## Задание A
Выпишите отрывок из фрагмента о философии Лосского, начав со слов «Поскольку деление всех» и закончив словами «нашим человеческим Я.».

Поскольку деление всех процессов на физические и психические для Лосского относительно, то он естественным образом приходит к выводу, что вся природа сверху донизу одушевлена. Духовно-энергетическое начало в разной степени присуще всем предметам и явлениям, оно неистребимо и неразложимо до нулевого остатка. С этой позиции и биологическая смерть не тождественна абсолютному уничтожению, это лишь распад временного союза деятелей, каковым является человеческий организм, возглавляемый нашим человеческим Я.

Мир есть органическое целое. Все субстанциальные деятели “сращены в одно целое некоторою стороною своего бытия”, каждый деятель живет жизнью целого мира, именно в этом смысле “все имманентно всему”. Но Лосский с грустью вынужден констатировать, что “в той области мира, в которой живем мы, люди, эта органическая связь во многих отношениях надорвана”. Причину этого он видит в эгоизме, вражде и равнодушии друг к другу.

Область мира, в которой душевная жизнь воплощена в материальной телесности и господствует комплекс “абсолютной полноты жизни для себя”, Лосский обозначает низшей сферой бытия. Высшей же сферой является царство Духа – это “подлинно Царство Божие”, царство небожителей, имеющих бессмертное “духоносное тело” и совершенное “космическое сознание”. Здесь нет эгоистического обособления, деления “на мое и твое”, “все живут как одно существо”, каждый “внутренне объединен с целым”. Тело их не материальное, но “преображенное”, оно состоит из творимых небожителями процессов света, звука, тепла, ароматов и служит выражением их духовного творчества. Цель творчества – создание абсолютных ценностей. Такое духовно-телесное целое обладает идеальной красотой и не подвержено телесной смерти. Вообще никаких несовершенств и никакого зла в Царстве Божием нет. Принцип жизни здесь: “Люби Бога больше, чем себя; люби ближнего, как себя... ”. “Личности, входящие в состав Царства Божия, осуществляют в своем поведении совершенное добро, не запятнанное никакими недостатками”.

[Записи из набора точечной разметки]
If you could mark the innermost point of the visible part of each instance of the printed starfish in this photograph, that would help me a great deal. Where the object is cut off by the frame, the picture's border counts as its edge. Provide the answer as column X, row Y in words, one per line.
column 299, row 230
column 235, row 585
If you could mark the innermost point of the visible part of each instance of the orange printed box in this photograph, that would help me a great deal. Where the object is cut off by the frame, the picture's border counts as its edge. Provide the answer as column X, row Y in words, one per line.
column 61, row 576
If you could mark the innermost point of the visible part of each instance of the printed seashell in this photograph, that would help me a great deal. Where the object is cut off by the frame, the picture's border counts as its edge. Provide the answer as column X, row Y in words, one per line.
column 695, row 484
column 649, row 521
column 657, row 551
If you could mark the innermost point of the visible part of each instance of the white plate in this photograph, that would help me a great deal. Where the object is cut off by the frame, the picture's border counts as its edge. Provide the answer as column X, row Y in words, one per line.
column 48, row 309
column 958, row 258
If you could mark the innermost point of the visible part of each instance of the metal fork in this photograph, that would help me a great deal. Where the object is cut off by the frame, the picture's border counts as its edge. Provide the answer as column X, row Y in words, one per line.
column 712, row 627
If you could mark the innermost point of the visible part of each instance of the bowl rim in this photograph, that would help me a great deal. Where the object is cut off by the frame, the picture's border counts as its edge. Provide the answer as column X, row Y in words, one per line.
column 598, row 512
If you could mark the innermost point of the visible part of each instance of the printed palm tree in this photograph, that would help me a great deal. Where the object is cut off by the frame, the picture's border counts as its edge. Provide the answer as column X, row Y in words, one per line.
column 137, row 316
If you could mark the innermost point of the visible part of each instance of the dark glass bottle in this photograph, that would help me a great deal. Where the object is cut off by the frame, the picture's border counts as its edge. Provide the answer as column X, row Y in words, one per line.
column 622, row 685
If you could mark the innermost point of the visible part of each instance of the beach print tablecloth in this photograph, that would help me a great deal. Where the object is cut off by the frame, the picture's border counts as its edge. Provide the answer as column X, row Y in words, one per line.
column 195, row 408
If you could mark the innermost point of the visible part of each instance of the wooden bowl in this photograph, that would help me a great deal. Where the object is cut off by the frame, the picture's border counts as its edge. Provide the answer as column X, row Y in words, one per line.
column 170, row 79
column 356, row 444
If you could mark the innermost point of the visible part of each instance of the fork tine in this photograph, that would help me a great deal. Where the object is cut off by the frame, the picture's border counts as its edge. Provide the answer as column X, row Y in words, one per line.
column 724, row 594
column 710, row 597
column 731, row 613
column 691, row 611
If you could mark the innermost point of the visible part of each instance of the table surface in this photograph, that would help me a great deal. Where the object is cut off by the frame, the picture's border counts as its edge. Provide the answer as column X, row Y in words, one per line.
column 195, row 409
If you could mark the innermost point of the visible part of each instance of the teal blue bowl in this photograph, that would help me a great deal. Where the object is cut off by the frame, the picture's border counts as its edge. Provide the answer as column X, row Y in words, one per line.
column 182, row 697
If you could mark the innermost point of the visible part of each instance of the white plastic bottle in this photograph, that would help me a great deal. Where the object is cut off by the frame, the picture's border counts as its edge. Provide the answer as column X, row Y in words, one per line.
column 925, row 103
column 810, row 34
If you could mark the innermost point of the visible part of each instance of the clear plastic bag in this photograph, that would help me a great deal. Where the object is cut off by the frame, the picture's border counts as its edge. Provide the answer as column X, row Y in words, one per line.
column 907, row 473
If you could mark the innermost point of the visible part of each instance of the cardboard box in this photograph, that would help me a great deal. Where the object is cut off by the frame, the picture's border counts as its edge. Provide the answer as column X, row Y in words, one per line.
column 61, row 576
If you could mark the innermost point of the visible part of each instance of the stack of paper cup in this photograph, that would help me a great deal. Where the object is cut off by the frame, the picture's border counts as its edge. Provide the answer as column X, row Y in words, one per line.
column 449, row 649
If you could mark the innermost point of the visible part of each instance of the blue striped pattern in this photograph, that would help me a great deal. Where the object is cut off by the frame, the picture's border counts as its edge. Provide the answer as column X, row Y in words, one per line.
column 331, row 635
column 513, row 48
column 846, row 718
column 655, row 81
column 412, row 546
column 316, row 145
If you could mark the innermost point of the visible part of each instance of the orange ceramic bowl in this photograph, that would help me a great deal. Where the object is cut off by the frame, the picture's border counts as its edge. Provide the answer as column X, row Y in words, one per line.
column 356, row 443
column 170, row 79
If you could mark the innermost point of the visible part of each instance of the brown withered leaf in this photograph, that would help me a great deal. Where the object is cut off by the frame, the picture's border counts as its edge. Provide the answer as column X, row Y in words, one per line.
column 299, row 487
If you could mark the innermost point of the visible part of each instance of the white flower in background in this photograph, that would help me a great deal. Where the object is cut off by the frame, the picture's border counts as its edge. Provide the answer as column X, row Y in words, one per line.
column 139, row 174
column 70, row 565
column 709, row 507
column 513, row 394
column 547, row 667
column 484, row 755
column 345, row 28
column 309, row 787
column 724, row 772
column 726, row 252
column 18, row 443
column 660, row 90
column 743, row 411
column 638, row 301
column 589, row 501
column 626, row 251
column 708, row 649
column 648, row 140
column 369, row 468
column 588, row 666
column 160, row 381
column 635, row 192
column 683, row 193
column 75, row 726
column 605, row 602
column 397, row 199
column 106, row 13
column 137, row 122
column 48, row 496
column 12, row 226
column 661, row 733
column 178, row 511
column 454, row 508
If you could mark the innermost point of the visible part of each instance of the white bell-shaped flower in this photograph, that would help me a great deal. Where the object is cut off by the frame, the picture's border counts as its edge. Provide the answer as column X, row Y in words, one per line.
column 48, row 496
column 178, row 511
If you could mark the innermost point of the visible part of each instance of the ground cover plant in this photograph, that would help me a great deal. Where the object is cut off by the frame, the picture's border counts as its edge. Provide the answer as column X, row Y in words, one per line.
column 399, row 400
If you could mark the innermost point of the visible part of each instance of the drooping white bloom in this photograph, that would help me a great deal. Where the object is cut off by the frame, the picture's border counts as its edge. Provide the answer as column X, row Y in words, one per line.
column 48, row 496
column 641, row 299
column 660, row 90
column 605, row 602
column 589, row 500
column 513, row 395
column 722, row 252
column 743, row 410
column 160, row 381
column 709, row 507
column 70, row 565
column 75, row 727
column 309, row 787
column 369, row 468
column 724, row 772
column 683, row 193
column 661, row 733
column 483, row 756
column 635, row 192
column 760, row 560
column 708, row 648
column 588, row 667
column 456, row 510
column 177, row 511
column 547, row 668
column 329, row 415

## Задание B
Перепишите записи от самого начала до строки с «column 235, row 585» включительно в виде CSV с двумя столбцами «формулировка» и «ответ». Отведите по одной строке каждой формулировке вместе с её ответом, заключите каждое значение целиком в одно поле в кавычках и замените переносы строк пробелами.

## Итоговый ответ A
Поскольку деление всех процессов на физические и психические для Лосского относительно, то он естественным образом приходит к выводу, что вся природа сверху донизу одушевлена. Духовно-энергетическое начало в разной степени присуще всем предметам и явлениям, оно неистребимо и неразложимо до нулевого остатка. С этой позиции и биологическая смерть не тождественна абсолютному уничтожению, это лишь распад временного союза деятелей, каковым является человеческий организм, возглавляемый нашим человеческим Я.

## Итоговый ответ B
формулировка,ответ
"If you could mark the innermost point of the visible part of each instance of the printed starfish in this photograph, that would help me a great deal. Where the object is cut off by the frame, the picture's border counts as its edge. Provide the answer as column X, row Y in words, one per line.","column 299, row 230 column 235, row 585"